» **Request**:
Locate each line in the data below that contains the word "spire", and copy those lines in full.

» **Given data**:

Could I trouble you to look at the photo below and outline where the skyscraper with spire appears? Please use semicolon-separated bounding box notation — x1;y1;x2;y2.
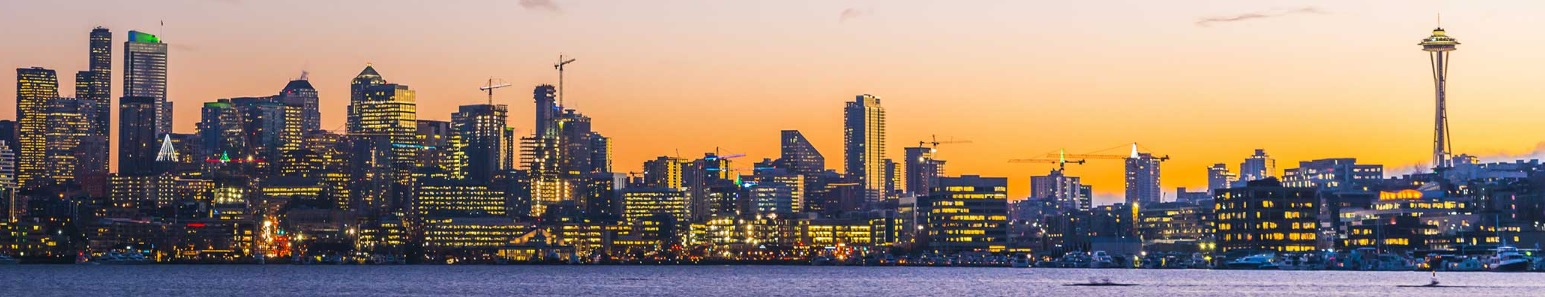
1417;26;1458;170
121;31;171;138
15;67;59;189
842;94;890;203
349;65;420;213
76;26;113;176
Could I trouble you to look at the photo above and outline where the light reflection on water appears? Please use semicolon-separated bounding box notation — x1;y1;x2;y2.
0;265;1545;297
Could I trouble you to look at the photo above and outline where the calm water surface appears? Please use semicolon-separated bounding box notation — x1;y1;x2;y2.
0;265;1545;297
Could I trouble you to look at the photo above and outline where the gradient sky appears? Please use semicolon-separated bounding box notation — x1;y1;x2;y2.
0;0;1545;204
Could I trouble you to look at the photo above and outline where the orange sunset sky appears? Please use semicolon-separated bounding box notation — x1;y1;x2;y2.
0;0;1545;204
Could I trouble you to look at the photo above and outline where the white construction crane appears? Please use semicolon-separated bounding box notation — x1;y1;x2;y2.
553;54;575;108
477;77;510;105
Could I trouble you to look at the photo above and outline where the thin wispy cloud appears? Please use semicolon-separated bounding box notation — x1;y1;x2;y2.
837;8;870;22
1196;6;1329;26
521;0;561;12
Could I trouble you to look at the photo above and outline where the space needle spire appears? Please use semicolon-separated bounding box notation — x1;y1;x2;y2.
1418;26;1458;172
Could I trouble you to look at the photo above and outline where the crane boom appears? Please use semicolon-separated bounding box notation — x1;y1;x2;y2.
477;77;510;105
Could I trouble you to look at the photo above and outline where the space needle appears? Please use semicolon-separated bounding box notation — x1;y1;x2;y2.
1418;26;1458;172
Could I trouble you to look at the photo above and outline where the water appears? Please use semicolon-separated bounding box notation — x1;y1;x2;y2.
0;265;1545;297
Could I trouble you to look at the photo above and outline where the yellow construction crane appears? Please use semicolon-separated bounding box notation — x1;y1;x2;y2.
1009;152;1085;172
918;135;970;153
1046;142;1170;162
477;77;510;105
553;54;575;108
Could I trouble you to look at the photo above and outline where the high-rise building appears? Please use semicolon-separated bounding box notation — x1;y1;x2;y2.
43;97;94;184
1031;169;1091;210
681;153;740;221
1418;28;1458;170
278;73;321;133
927;175;1009;254
349;67;420;213
413;178;505;217
777;130;827;175
644;156;688;189
521;85;610;217
1126;145;1165;206
842;94;890;203
199;99;250;167
451;104;508;183
117;96;160;175
76;26;113;176
124;31;171;136
1207;162;1236;193
904;145;944;196
1213;178;1321;252
1236;149;1276;183
15;67;59;189
0;141;13;223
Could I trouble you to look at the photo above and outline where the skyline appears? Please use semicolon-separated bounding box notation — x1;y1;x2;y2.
0;2;1545;204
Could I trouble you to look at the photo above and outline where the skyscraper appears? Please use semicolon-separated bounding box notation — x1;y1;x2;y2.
644;156;688;189
15;67;59;189
199;99;249;172
76;26;113;175
1207;162;1234;193
451;104;508;183
777;130;827;176
117;96;161;175
124;31;171;136
1126;145;1163;206
43;97;94;184
349;65;420;213
1418;28;1458;170
904;145;944;196
1031;169;1091;210
278;73;321;135
927;175;1009;254
842;94;888;203
1236;149;1276;183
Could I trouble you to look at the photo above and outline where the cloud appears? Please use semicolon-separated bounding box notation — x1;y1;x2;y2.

» **Completed exercise**:
Could I trouble you to look at the photo below and outline where the skyscraper with spire appears? Please use semicolon-separated bounding box notation — x1;y1;x2;y2.
Could I trouble you to look at the photo above and outline where the space needle spire appears? Please use semicolon-separated bounding box notation — x1;y1;x2;y2.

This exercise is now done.